What is needed
Find each line in the records below that contains the word "roof" with the same capitalization, and copy those lines.

Dataset entries

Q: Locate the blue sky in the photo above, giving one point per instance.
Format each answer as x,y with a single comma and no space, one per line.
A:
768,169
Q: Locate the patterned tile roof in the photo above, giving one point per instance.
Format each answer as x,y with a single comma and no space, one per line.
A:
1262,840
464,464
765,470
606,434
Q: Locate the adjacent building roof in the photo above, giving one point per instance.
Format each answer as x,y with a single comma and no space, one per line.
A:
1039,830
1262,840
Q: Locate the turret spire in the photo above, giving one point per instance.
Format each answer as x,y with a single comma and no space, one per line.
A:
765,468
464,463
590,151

---

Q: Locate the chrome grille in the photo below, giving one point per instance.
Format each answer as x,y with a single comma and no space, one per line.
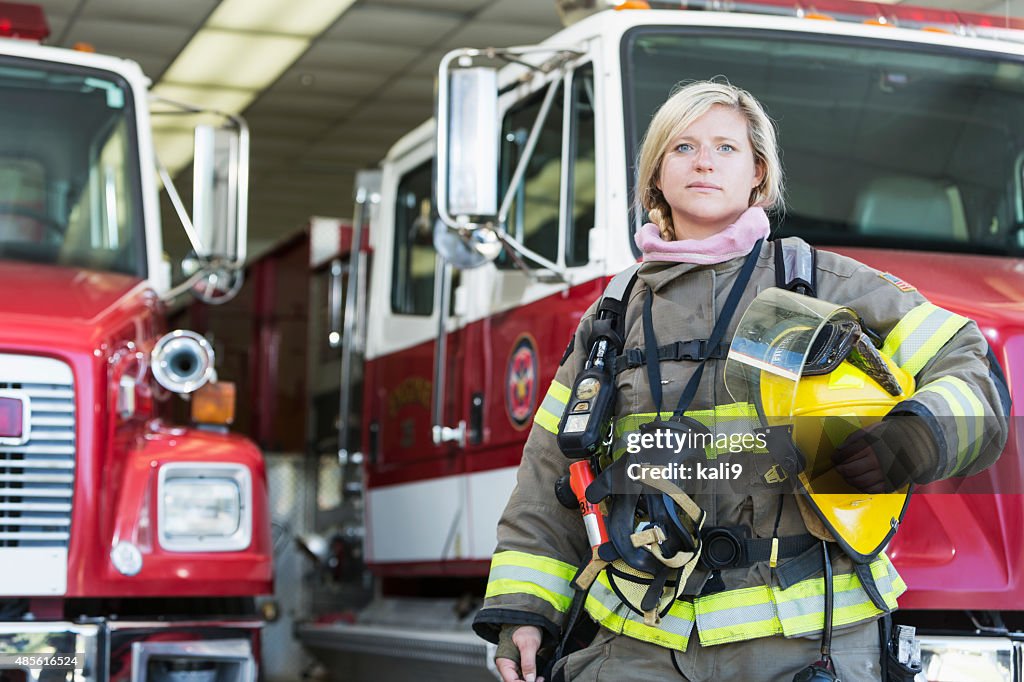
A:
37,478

==

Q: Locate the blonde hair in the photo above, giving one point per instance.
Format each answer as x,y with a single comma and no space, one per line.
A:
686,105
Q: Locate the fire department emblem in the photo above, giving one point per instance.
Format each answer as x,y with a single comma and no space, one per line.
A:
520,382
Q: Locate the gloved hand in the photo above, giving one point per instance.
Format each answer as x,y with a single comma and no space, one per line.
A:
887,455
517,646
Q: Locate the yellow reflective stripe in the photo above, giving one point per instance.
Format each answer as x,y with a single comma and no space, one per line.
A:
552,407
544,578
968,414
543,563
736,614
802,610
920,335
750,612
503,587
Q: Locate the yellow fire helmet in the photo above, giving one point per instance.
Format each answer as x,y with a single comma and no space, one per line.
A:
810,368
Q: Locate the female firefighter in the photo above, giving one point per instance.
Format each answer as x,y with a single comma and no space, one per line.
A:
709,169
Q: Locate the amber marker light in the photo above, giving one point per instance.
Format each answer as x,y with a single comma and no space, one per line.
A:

Answer
Q: Locate the patterned tile roof in the photo above, giving one point per instance.
Q: Locate the adjacent building roof in the photo above, giving one point per instance.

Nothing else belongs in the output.